Saved data entries =>
BEGIN

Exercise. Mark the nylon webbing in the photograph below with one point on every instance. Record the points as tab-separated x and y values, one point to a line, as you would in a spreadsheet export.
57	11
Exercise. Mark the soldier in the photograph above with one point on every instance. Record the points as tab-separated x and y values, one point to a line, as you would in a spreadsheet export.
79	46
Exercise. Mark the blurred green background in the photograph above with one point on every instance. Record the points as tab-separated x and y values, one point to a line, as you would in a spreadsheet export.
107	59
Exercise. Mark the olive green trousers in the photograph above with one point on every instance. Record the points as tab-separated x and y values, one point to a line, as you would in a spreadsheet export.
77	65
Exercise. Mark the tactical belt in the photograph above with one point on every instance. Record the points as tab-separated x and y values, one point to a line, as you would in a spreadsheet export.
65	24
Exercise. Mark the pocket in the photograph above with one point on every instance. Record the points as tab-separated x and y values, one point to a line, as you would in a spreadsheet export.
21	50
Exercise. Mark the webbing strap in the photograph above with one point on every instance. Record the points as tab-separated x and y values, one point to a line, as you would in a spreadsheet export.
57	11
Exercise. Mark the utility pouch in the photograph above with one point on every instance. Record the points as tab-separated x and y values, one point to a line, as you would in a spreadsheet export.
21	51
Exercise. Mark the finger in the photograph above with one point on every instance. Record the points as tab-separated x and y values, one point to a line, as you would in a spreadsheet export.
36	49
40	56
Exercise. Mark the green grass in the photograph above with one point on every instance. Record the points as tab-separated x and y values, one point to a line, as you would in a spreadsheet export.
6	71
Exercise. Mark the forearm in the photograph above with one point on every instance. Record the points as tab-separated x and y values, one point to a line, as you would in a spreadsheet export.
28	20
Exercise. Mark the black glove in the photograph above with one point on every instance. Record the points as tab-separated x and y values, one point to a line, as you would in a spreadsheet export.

END

Exercise objective => An exact repeat of all the records is required.

Solution =>
Exercise. Mark the nylon webbing in the photograph below with one point on every instance. Record the points as tab-separated x and y values, one point to a line, as you would in a spreadsheet export.
57	11
Exercise. Mark the soldier in the photograph above with one point on every instance. Record the points as tab-separated x and y values, one point to a line, as you would in a spreadsheet export.
79	46
Exercise. Mark the blurred green background in the photograph above with one point on every instance. Record the points as tab-separated x and y values, one point to a line, as you would in a spreadsheet export.
107	59
Exercise. Mark the olive green trousers in the photograph above with one point on every instance. Record the points as tab-separated x and y values, one point to a line, as you would in a spreadsheet export.
77	65
Exercise. Mark the tactical belt in the photograph above with one point on every instance. Record the points as tab-separated x and y values, one point to a line, as you would in a spreadsheet export.
65	24
Exercise. Mark the pocket in the photograph above with one point on every instance. Record the points as tab-separated x and y values, one point to a line, as you would in a spreadsheet export.
21	50
Exercise. Mark the webbing strap in the photograph above with one point on every instance. Record the points as tab-separated x and y values, one point to a line, as you would in a spreadsheet export.
57	11
Exercise. Mark the utility pouch in the photograph above with one point on every instance. Record the points as tab-separated x and y values, one point to a line, as you would in a spreadsheet export.
21	51
Exercise. Mark the finger in the photograph above with one point on every instance. Record the points as tab-separated x and y values, one point to a line, as you would in a spreadsheet export.
36	49
40	56
Exercise. Mark the green grass in the photograph above with one point on every instance. Record the points as tab-separated x and y values, one point to a line, as you would in a spreadsheet export.
6	71
Exercise. Mark the forearm in the photograph above with one point on every instance. Record the points as tab-separated x and y values, one point to a line, as you would in a spreadsheet export.
28	20
Exercise. Mark the black glove in the photograph above with one point on every instance. Record the points as tab-separated x and y values, one point to a line, as you would in a spreadsheet export.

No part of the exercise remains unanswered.